Show each line of the listing in which the word "golden" occurs.

§

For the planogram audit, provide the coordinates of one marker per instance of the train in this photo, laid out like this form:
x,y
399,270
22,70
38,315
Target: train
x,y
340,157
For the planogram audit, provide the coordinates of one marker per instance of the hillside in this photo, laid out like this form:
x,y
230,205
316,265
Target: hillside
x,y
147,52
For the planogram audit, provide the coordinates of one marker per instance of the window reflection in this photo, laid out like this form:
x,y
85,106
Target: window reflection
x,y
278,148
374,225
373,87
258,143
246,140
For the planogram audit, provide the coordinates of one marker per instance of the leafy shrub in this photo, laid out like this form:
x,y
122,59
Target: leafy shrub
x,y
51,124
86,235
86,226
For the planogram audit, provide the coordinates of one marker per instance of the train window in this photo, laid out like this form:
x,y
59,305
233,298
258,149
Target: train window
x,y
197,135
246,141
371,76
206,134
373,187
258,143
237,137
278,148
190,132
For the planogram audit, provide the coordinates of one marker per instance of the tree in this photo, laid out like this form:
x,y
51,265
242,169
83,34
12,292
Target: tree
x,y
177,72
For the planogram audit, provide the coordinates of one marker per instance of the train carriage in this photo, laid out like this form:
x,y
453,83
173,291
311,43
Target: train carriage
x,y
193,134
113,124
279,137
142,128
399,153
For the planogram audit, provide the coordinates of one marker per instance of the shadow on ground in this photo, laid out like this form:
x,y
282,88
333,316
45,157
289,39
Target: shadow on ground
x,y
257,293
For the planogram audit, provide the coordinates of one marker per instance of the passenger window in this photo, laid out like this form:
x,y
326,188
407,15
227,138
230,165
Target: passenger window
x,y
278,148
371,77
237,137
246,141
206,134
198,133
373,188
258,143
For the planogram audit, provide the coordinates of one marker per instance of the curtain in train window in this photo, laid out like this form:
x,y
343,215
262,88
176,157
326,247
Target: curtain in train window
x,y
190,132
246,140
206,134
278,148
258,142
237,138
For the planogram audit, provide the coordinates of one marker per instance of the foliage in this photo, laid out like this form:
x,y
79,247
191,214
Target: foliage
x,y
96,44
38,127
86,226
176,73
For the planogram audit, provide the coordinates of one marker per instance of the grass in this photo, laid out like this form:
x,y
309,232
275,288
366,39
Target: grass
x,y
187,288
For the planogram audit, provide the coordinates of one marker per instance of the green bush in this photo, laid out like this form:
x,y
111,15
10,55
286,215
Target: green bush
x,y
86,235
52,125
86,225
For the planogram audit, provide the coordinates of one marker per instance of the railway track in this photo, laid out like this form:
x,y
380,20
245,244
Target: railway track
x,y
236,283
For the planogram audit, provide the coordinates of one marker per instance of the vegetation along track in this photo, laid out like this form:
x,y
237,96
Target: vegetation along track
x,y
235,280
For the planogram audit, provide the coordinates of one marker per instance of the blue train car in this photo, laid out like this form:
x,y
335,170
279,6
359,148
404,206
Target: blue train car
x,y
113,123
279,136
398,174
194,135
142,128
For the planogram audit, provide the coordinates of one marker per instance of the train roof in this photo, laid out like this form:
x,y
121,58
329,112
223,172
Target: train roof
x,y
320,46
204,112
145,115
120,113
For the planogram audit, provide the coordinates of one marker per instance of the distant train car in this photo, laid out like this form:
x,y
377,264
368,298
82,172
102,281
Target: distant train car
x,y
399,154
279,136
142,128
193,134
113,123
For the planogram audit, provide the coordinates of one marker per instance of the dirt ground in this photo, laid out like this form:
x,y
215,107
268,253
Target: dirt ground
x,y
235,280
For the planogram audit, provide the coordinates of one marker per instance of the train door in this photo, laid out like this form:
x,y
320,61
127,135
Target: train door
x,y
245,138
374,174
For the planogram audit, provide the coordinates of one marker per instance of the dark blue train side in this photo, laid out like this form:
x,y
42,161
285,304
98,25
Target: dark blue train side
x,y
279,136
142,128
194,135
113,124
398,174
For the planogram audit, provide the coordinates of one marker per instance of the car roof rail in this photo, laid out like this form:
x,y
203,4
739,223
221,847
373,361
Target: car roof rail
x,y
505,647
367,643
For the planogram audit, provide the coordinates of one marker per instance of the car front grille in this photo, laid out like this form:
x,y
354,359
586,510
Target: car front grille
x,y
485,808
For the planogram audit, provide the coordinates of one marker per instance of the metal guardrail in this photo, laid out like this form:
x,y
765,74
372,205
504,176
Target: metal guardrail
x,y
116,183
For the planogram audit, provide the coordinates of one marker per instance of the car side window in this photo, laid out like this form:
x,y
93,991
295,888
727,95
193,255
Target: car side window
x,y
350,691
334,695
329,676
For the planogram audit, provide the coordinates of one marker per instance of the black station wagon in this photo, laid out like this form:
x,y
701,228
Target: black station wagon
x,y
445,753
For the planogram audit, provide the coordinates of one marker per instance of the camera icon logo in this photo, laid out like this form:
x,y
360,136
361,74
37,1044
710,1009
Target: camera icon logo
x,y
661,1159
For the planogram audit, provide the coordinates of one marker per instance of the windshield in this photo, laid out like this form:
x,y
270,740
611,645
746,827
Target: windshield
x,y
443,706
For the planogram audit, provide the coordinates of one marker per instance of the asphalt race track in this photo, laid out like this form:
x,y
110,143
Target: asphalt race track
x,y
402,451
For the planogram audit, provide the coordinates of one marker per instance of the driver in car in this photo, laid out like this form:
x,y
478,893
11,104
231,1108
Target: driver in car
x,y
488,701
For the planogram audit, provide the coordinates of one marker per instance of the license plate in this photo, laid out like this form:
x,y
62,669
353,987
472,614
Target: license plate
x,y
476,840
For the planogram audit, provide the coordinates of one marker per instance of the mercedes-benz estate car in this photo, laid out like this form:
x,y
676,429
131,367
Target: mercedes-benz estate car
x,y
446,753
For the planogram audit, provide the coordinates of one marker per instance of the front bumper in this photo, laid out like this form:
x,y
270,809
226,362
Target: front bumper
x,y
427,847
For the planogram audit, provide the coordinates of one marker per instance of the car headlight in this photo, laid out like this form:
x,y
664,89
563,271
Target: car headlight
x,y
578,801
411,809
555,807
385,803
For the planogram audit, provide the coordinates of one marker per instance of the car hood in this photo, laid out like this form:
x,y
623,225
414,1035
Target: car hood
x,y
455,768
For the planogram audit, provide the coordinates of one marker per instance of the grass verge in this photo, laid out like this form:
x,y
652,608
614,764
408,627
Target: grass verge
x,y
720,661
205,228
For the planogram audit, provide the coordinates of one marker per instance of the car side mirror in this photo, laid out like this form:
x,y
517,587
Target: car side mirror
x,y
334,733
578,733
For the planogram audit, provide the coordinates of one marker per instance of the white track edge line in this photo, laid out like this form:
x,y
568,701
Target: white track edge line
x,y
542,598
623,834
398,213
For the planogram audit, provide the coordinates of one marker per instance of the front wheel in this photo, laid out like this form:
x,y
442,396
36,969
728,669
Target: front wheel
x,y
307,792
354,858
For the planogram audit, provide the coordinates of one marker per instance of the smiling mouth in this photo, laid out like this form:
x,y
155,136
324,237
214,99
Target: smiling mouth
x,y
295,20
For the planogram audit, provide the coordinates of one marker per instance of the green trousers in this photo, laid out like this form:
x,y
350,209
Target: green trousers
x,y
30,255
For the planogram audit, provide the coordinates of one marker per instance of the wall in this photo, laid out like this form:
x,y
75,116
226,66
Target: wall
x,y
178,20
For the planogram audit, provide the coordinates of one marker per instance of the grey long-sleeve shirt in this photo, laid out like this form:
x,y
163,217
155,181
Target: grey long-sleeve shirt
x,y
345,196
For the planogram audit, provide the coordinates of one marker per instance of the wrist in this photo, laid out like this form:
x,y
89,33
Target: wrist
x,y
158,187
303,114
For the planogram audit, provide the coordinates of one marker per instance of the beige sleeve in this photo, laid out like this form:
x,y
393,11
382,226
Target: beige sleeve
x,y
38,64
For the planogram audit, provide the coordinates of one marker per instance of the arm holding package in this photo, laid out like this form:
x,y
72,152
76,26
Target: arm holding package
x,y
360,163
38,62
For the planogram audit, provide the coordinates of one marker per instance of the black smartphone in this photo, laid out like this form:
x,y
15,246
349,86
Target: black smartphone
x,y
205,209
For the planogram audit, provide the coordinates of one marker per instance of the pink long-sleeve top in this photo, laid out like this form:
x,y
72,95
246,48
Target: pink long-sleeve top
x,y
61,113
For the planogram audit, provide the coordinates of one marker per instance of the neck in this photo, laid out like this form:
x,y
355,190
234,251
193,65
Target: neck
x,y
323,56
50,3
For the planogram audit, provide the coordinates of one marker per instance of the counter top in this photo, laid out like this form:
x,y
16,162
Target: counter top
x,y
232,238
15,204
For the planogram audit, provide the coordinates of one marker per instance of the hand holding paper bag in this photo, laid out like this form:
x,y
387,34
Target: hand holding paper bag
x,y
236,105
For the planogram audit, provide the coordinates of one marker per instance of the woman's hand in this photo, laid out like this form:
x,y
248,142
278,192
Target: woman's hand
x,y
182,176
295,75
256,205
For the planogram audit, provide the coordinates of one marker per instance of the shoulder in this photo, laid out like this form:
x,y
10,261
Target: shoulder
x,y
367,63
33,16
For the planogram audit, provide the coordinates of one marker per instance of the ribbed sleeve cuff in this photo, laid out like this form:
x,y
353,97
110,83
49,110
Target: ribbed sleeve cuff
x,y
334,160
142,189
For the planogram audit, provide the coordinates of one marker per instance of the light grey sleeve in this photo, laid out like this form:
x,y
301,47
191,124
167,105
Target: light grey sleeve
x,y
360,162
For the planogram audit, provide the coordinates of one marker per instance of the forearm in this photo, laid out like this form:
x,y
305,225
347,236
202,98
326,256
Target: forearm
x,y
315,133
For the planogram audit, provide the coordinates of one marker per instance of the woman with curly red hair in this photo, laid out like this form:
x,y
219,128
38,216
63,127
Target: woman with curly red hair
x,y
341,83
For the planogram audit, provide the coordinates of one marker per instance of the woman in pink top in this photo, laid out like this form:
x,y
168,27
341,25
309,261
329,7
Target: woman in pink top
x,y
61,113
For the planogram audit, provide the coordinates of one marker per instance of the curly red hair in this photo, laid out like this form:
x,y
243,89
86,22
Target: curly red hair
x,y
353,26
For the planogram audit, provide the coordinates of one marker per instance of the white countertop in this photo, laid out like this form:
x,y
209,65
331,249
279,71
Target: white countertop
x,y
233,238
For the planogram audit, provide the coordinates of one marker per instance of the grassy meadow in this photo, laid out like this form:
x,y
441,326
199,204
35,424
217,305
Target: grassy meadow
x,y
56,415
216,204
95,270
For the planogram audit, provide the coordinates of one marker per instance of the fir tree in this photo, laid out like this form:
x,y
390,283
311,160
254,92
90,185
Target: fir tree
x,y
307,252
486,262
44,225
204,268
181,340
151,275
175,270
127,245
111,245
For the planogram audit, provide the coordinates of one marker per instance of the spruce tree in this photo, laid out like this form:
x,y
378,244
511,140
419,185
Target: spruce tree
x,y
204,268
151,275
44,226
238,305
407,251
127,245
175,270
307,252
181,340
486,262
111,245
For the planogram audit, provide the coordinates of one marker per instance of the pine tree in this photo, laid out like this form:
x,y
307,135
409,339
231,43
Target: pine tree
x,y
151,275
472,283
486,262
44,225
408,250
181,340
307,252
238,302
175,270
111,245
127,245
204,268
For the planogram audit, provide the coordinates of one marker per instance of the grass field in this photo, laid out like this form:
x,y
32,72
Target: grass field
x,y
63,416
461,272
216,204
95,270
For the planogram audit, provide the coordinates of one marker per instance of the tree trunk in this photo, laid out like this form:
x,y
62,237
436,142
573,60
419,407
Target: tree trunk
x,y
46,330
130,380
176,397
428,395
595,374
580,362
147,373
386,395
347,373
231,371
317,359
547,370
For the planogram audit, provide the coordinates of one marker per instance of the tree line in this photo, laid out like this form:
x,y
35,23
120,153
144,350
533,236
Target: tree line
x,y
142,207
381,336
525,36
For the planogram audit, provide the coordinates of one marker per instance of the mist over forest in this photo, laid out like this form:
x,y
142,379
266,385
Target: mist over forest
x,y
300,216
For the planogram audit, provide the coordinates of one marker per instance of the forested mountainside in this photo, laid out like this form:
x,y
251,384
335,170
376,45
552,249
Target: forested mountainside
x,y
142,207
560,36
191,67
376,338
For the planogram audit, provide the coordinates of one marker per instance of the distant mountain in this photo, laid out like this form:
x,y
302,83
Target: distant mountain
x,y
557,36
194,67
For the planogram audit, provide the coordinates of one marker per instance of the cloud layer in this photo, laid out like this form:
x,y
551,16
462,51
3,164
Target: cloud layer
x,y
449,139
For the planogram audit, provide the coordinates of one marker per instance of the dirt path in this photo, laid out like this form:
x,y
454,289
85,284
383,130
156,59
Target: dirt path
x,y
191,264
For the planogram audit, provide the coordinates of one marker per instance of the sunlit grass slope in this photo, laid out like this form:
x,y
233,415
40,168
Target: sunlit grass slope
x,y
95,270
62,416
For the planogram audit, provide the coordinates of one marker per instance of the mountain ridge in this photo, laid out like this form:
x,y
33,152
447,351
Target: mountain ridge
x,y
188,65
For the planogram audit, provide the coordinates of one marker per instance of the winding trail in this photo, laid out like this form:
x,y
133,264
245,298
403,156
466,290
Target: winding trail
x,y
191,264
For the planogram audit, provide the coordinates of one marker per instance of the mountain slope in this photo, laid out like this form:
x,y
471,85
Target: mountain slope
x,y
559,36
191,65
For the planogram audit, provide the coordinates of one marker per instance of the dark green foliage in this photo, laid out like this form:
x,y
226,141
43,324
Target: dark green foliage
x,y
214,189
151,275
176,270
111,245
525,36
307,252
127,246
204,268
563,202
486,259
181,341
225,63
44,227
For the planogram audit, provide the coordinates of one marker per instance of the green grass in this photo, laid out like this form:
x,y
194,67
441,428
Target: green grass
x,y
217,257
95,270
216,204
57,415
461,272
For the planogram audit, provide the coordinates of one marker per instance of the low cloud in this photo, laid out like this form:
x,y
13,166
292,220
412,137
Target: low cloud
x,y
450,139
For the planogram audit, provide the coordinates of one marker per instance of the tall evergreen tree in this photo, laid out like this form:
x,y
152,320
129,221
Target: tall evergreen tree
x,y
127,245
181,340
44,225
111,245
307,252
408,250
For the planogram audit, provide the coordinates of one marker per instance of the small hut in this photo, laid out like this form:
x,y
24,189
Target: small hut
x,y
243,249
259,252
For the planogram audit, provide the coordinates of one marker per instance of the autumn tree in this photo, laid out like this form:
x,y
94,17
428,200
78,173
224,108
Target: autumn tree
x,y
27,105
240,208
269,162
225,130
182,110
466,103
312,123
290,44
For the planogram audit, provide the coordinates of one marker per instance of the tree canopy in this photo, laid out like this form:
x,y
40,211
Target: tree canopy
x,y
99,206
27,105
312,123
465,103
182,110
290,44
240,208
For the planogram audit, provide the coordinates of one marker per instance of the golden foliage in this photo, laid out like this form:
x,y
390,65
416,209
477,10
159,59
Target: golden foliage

§

• Answer box
For the planogram audit, provide the coordinates of one marker per instance of the golden foliage in this photo, laid out like this form:
Target: golden foliage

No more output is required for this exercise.